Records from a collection
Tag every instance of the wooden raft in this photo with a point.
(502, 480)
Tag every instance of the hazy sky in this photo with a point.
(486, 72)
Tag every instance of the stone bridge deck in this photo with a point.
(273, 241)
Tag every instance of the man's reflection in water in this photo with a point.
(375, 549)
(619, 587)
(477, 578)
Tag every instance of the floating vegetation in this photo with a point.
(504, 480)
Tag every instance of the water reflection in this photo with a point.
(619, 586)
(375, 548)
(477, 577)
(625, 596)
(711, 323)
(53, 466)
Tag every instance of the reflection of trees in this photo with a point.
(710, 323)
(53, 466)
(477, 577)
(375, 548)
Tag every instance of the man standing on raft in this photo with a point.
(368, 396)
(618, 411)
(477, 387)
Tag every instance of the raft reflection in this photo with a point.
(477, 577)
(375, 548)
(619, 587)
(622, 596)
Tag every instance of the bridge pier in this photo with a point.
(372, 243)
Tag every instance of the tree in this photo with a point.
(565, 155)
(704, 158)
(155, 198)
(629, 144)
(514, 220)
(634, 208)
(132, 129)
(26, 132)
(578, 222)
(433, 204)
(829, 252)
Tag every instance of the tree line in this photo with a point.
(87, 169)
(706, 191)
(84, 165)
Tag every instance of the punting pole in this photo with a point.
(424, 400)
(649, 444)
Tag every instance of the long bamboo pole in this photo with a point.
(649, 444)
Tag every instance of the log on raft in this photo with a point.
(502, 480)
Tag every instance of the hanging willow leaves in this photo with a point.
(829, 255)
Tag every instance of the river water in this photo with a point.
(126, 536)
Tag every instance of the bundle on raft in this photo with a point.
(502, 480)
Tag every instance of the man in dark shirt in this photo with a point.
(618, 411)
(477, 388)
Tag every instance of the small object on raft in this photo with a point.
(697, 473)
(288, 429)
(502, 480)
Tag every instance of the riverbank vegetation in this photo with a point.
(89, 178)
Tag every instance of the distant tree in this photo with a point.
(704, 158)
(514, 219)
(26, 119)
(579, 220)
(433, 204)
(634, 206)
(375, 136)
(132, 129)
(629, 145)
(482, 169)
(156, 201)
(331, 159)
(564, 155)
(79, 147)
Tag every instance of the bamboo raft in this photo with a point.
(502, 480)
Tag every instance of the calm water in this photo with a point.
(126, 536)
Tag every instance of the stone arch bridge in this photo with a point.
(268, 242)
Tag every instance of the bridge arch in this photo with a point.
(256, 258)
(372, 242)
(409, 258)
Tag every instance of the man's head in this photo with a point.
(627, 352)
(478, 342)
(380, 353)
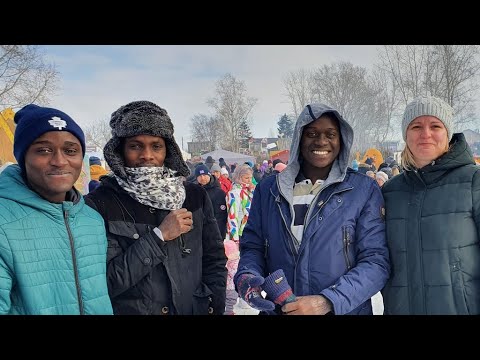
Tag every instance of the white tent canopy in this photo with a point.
(228, 156)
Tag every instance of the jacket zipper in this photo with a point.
(74, 259)
(294, 252)
(346, 244)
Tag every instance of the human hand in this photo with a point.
(308, 305)
(177, 222)
(249, 290)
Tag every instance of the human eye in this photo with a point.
(331, 135)
(134, 146)
(43, 150)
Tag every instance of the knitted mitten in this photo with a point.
(278, 289)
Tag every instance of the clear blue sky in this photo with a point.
(96, 79)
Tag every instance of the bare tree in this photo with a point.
(446, 71)
(232, 106)
(25, 77)
(365, 101)
(298, 85)
(205, 128)
(98, 133)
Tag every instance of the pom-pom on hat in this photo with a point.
(428, 105)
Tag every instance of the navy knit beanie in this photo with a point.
(93, 160)
(33, 121)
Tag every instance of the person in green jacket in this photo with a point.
(53, 247)
(433, 218)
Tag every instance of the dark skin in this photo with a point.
(320, 145)
(149, 151)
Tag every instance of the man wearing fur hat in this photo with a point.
(165, 252)
(53, 247)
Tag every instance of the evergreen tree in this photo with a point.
(285, 126)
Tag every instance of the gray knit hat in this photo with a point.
(142, 118)
(428, 105)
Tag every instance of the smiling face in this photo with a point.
(427, 139)
(144, 150)
(53, 163)
(320, 146)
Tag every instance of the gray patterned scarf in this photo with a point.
(157, 187)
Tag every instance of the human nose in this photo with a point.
(58, 159)
(425, 132)
(147, 154)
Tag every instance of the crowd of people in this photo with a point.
(157, 235)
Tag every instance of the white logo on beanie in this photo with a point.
(57, 122)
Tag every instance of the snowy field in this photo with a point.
(377, 305)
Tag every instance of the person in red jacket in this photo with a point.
(225, 182)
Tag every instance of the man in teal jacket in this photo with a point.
(52, 246)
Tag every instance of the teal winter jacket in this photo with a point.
(52, 256)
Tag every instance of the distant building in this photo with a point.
(258, 146)
(473, 140)
(199, 147)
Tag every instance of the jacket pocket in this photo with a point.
(202, 300)
(458, 287)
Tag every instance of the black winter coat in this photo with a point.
(219, 203)
(148, 276)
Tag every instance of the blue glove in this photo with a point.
(278, 289)
(249, 289)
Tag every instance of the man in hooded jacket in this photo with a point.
(320, 222)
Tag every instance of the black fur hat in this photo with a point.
(142, 118)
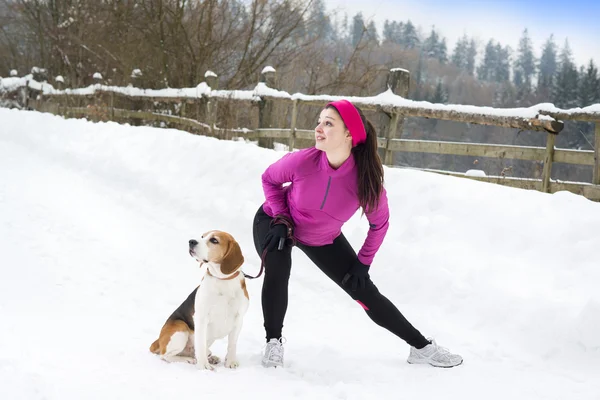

■ **WORK ITEM**:
Whenever images occur above, omit them and retype each line exactly as it stands.

■ **YOUR SOLUTION**:
Tag every instance of the wooden raft in this photo with a point.
(502, 480)
Tag every instance of the hazy sky in this photo with a point.
(486, 72)
Tag every instance of the stone bridge deck in this photo with a point.
(273, 241)
Tag every instance of the man's reflection in water in this photo with a point.
(375, 549)
(619, 587)
(477, 578)
Tag every instance of the floating vegetation in this photo with a point.
(504, 480)
Tag every instance of the water reflection in this photo with a point.
(619, 586)
(375, 548)
(477, 577)
(625, 596)
(711, 323)
(53, 466)
Tag every instance of the reflection of trees in this photo with a point.
(710, 323)
(53, 466)
(477, 577)
(375, 548)
Tag every instance of the man standing on raft in this photo with a point.
(368, 396)
(618, 411)
(477, 387)
Tag every instance of the raft reflection in this photo with a point.
(477, 577)
(375, 548)
(619, 587)
(622, 596)
Tag every instance of the bridge pier in this photo with a point.
(372, 243)
Tag every instance of the tree in this photo with a point.
(565, 155)
(704, 158)
(155, 198)
(629, 144)
(514, 220)
(634, 208)
(132, 129)
(26, 132)
(578, 222)
(433, 204)
(829, 252)
Tag every instance of the tree line in this photo with a point.
(87, 169)
(706, 191)
(84, 165)
Tag every instance of the punting pole in this photo with a point.
(424, 400)
(649, 444)
Tag every instance of the long bamboo pole in this photo with a point.
(649, 444)
Tag every instance of the log on raft in this photo with a point.
(502, 480)
Tag every instance of the hanging willow leaves in this photo with a point.
(829, 255)
Tag every instance of the river water in this photo with a point.
(126, 536)
Tag every instance of the bundle on raft in this photo with a point.
(502, 480)
Tag every instance of the man in dark shirt in this photo with a point.
(618, 411)
(477, 388)
Tag every instance of the small object on raft in this photo with a point.
(697, 473)
(288, 429)
(502, 480)
Tag every instance of the riverbank vegetation in this photo with a point.
(89, 178)
Tag every instance of the distant tree in this photo with a point.
(704, 158)
(514, 219)
(26, 119)
(579, 220)
(433, 204)
(634, 206)
(375, 136)
(132, 129)
(629, 145)
(482, 169)
(156, 201)
(331, 159)
(564, 155)
(79, 147)
Tag every instance of the bamboo raft in this photo with a point.
(502, 480)
Tag every instance of the calm water in this photo with a point.
(126, 536)
Tag every instance of the stone arch bridge in this photo with a point.
(268, 242)
Tag every instance of the bridge arch in this photo with a point.
(256, 258)
(372, 242)
(409, 258)
Tag every instance of the man's head in this photo with a point.
(627, 352)
(478, 342)
(380, 353)
Tag every instance of the white tent canopy in this photo with a point.
(228, 156)
Tag every instance of the jacket zipper in this photo with a point.
(74, 259)
(294, 252)
(346, 244)
Tag every instance of the human hand in this photo with a point.
(308, 305)
(177, 222)
(249, 290)
Tag every instance of the human eye in this photo with a point.
(331, 135)
(134, 146)
(43, 150)
Tag every instance of the knitted mitten in this photo with a point.
(278, 289)
Tag every instance of the clear blue sky in this photo with a point.
(96, 79)
Tag every instance of the bare tree in this photo with a point.
(446, 71)
(232, 106)
(25, 77)
(365, 101)
(298, 85)
(205, 128)
(98, 133)
Tag every instance of the pom-pom on hat in this photo with a point.
(428, 105)
Tag every instance of the navy knit beanie in this photo with a point.
(93, 160)
(33, 121)
Tag every instance of the person in green jacket in this photo with a point.
(53, 247)
(433, 218)
Tag every instance of the dark skin in this photo with a point.
(320, 145)
(149, 151)
Tag every instance of the man wearing fur hat in this photo with a point.
(165, 252)
(53, 247)
Tag every instance of the evergreen tree in this photo with a point.
(285, 126)
Tag every instance of the gray knit hat in this photo with a point.
(142, 118)
(428, 105)
Tag every instance of the smiling face in this photo with a point.
(427, 139)
(144, 150)
(53, 163)
(320, 146)
Tag every instance of the gray patterned scarf in this photo with a point.
(157, 187)
Tag every instance of the human nose in this photo with a point.
(58, 159)
(425, 132)
(147, 154)
Tag every instance of the crowd of people in this photo with a point.
(157, 235)
Tag every instance of the white logo on beanie in this photo with a point.
(57, 122)
Tag every instance of the snowy field in this photo with a point.
(377, 305)
Tag every instance of the person in red jacket in this photo with a point.
(225, 182)
Tag every instance of the man in teal jacket in this photo with a point.
(52, 246)
Tag every instance of the teal winter jacket in this photo with a point.
(52, 256)
Tag every instance of the distant building in this photo with a point.
(258, 146)
(473, 140)
(199, 147)
Tag every instance of the jacket pocket in this photo with a point.
(202, 300)
(458, 287)
Tag every instance of the black winter coat in this photo with a point.
(219, 203)
(148, 276)
Tag every instance of the blue glove in this photo with a point.
(278, 289)
(249, 289)
Tag every instance of the man in hooded jacket in this photo with a point.
(320, 222)
Tag every instance of the black fur hat in this photo with a point.
(142, 118)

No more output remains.